▶ _WHAT IS BEING ASKED_: Print all the data that follows exactly, images excluded.

▶ _RECORDS FOR THE TASK_:
********

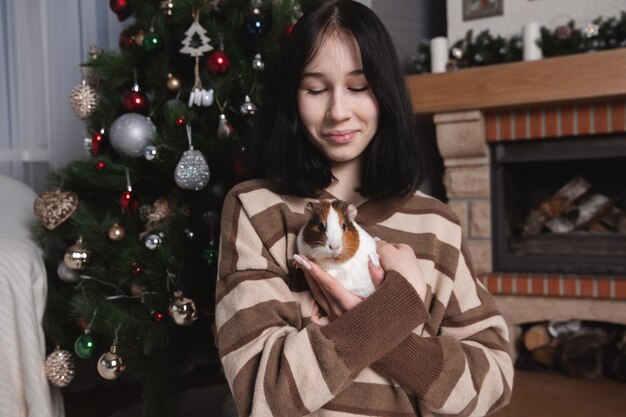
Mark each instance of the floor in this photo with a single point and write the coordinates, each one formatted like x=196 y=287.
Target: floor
x=551 y=394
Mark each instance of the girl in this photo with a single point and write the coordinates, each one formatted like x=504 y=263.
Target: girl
x=337 y=123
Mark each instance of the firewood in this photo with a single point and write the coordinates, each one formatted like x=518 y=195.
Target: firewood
x=581 y=354
x=584 y=213
x=536 y=337
x=555 y=205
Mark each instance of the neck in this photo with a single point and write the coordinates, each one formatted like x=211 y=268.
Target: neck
x=348 y=177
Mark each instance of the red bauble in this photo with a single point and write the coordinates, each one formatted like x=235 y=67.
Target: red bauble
x=97 y=140
x=218 y=63
x=121 y=8
x=129 y=202
x=136 y=102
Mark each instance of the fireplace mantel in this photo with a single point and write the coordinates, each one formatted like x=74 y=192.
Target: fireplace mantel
x=585 y=76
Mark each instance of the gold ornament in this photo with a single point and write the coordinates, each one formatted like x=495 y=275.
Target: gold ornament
x=182 y=309
x=111 y=365
x=83 y=99
x=139 y=38
x=59 y=367
x=173 y=83
x=76 y=257
x=117 y=233
x=54 y=207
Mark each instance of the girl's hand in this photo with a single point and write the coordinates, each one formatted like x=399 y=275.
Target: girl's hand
x=332 y=298
x=401 y=258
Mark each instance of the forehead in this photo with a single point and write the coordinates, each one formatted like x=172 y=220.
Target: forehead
x=337 y=51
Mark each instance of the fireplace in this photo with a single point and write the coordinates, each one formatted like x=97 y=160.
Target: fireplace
x=524 y=175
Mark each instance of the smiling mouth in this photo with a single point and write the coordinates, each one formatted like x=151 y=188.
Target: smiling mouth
x=340 y=137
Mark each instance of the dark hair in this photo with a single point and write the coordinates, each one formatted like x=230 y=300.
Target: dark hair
x=281 y=152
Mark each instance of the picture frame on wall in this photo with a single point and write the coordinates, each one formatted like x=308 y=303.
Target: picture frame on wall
x=477 y=9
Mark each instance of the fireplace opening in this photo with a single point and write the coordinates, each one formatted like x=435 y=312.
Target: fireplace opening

********

▶ _EXERCISE SOLUTION_:
Mark each instance of the floor in this photo with a single point and write the coordinates, each one formatted like x=196 y=287.
Target: floor
x=551 y=394
Mark each instance of the girl in this photo with a single point and write the coordinates, each one formatted like x=504 y=263.
Target: girl
x=337 y=123
Mark each instance of the firewood in this photo with a single point and write the coordinates, each one formatted like x=518 y=195.
Target: firewood
x=581 y=354
x=584 y=213
x=536 y=337
x=555 y=205
Mark each instance of the neck in this photo with a single point and write the coordinates, each one formatted like x=211 y=268.
Target: neck
x=348 y=177
Mark each instance of the red bauble in this photo with a single point and write the coordinates, each one formatted like x=235 y=67.
Target: red bauble
x=97 y=140
x=218 y=63
x=121 y=8
x=129 y=202
x=136 y=102
Mark each instance of the fireplace mantel in this photo with a single point and write the coordinates, each one formatted like x=74 y=192.
Target: fireplace mantel
x=585 y=76
Mark each instance of the gold ornament in this photo with a single point and write the coordinates, each one formatted like x=495 y=275.
Target: gold ornament
x=182 y=309
x=111 y=365
x=83 y=99
x=139 y=38
x=59 y=367
x=173 y=83
x=76 y=257
x=117 y=233
x=54 y=207
Mark each instance of the girl's hand in this photo with a single point and write the coordinates, each one formatted like x=399 y=275.
Target: girl's hand
x=332 y=298
x=401 y=258
Mark each instance of the forehead in this photo with a single point and write the coordinates, each one formatted like x=172 y=220.
Target: forehead
x=337 y=51
Mark each instance of the fireplace in this photo with a single point and write the coordinates, each one formatted like x=97 y=160.
Target: fireplace
x=524 y=175
Mark each instance of the smiling mouth in this photo with a single point and write the coordinates, each one formatted like x=151 y=188.
Target: smiling mouth
x=340 y=137
Mark each instance of the dark hair in this photo with a single point and write the coordinates, each one formatted like x=230 y=300.
Target: dark hair
x=281 y=152
Mark each instance of the picture frame on wall in this photo with a single point and write the coordinates, each one formatted like x=308 y=303.
Target: picture frame on wall
x=477 y=9
Mark each instance of the fireplace opening in this photo with a single point and write the coordinates, each one formatted like x=435 y=312.
Target: fireplace opening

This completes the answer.